**WHAT YOU ARE ASKED TO DO**
Put everything in the listing below, from the line containing "Each instance of the tree in" down to the line containing "[(1347, 392), (1390, 251)]", into a numbered list, both of those lines included and any blank lines dropped.

**DATASET**
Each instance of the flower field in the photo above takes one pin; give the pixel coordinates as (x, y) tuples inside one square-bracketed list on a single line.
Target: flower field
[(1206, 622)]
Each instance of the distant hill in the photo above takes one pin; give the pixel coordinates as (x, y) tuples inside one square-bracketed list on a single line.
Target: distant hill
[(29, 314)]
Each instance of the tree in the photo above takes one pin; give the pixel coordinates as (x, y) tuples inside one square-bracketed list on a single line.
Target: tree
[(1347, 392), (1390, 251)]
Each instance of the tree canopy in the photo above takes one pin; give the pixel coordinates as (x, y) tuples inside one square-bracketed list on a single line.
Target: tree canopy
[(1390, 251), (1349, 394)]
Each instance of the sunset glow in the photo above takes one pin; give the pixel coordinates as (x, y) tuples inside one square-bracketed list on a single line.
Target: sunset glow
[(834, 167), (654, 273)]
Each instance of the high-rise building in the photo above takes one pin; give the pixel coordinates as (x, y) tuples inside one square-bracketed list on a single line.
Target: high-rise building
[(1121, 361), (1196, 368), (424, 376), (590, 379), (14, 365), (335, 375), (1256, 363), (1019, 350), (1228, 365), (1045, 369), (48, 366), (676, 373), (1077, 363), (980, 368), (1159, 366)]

==

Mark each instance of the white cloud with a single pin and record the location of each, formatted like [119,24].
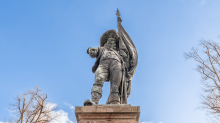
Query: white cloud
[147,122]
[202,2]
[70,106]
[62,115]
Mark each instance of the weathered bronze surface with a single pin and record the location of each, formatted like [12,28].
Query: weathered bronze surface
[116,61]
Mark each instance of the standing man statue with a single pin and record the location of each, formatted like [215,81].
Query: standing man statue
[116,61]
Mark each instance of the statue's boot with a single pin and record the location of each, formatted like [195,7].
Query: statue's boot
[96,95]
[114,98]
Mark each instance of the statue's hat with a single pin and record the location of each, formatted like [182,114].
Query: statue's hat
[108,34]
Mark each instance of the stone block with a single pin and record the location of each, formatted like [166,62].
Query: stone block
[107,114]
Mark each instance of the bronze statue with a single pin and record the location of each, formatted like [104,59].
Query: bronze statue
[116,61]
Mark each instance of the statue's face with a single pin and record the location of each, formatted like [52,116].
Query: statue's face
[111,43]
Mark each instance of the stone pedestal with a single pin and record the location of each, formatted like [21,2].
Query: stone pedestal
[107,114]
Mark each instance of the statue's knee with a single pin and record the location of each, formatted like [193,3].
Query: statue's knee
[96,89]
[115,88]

---

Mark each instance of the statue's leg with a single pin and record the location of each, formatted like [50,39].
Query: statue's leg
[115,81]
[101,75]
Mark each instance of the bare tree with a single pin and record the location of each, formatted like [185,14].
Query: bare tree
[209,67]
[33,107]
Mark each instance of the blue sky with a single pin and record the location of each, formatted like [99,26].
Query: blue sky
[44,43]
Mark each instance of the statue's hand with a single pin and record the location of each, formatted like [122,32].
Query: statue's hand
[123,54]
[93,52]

**COMPLETED EXERCISE**
1. Each instance of the tree in the photo above takes one pin; give the pixel coordinates as (x, y) tuples inside one square-bracketed list on a single line.
2. Target: tree
3. [(1347, 392), (1390, 251)]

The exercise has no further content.